_Data entries_
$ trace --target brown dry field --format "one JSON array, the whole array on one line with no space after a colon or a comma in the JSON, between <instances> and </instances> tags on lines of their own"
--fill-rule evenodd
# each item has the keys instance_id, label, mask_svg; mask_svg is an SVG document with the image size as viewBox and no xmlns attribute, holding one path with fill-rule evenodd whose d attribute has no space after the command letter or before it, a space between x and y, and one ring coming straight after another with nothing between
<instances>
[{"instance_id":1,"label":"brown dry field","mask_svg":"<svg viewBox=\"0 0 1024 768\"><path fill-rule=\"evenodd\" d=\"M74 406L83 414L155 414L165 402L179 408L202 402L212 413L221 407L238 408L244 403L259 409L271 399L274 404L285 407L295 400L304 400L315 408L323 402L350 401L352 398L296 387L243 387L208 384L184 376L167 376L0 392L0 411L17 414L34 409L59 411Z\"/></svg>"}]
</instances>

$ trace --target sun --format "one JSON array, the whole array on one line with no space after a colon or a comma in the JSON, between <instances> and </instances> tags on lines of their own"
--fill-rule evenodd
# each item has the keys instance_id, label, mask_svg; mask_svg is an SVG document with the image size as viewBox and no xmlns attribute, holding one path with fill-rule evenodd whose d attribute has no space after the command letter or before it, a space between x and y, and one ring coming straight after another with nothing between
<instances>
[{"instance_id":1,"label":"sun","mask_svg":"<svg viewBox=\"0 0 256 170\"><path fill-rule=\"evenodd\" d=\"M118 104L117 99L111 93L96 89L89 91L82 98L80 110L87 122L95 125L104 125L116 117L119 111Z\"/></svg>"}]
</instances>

_Task details_
Copy the listing above word for word, from the first line to the last.

_Answer to the problem_
$ trace --target brown dry field --format "one JSON array, the whole array on one line with no space after a colon or a comma in the JSON, between <instances> and </instances> tags on lines of their own"
--fill-rule evenodd
# each item has the keys instance_id, label, mask_svg; mask_svg is an SVG document with the image size as viewBox and no xmlns attribute, holding one path with fill-rule evenodd whose d attribute has no space after the command letter or before it, a space between x and y, and one ring coming straight after another with nothing between
<instances>
[{"instance_id":1,"label":"brown dry field","mask_svg":"<svg viewBox=\"0 0 1024 768\"><path fill-rule=\"evenodd\" d=\"M74 406L83 414L155 414L165 402L179 408L202 402L212 413L221 407L238 408L244 403L259 409L271 399L274 404L285 407L295 400L304 400L315 408L323 402L350 401L352 398L296 387L243 387L208 384L184 376L167 376L0 392L0 411L17 414L34 409L59 411Z\"/></svg>"}]
</instances>

$ trace --target sun --format "one JSON array, the whole array on one line with no space after a colon or a comma in the JSON, between <instances> and </instances> tags on lines of their own"
--fill-rule evenodd
# each item has the keys instance_id, label, mask_svg; mask_svg is an SVG document with the image size as viewBox and no xmlns attribute, holding one path with fill-rule evenodd whose d attribute has no space after the command letter or before it, a space between x and y, and one ring coming straight after another with nothing between
<instances>
[{"instance_id":1,"label":"sun","mask_svg":"<svg viewBox=\"0 0 256 170\"><path fill-rule=\"evenodd\" d=\"M118 104L117 99L111 93L96 89L89 91L82 98L80 110L87 122L95 125L104 125L116 117L119 111Z\"/></svg>"}]
</instances>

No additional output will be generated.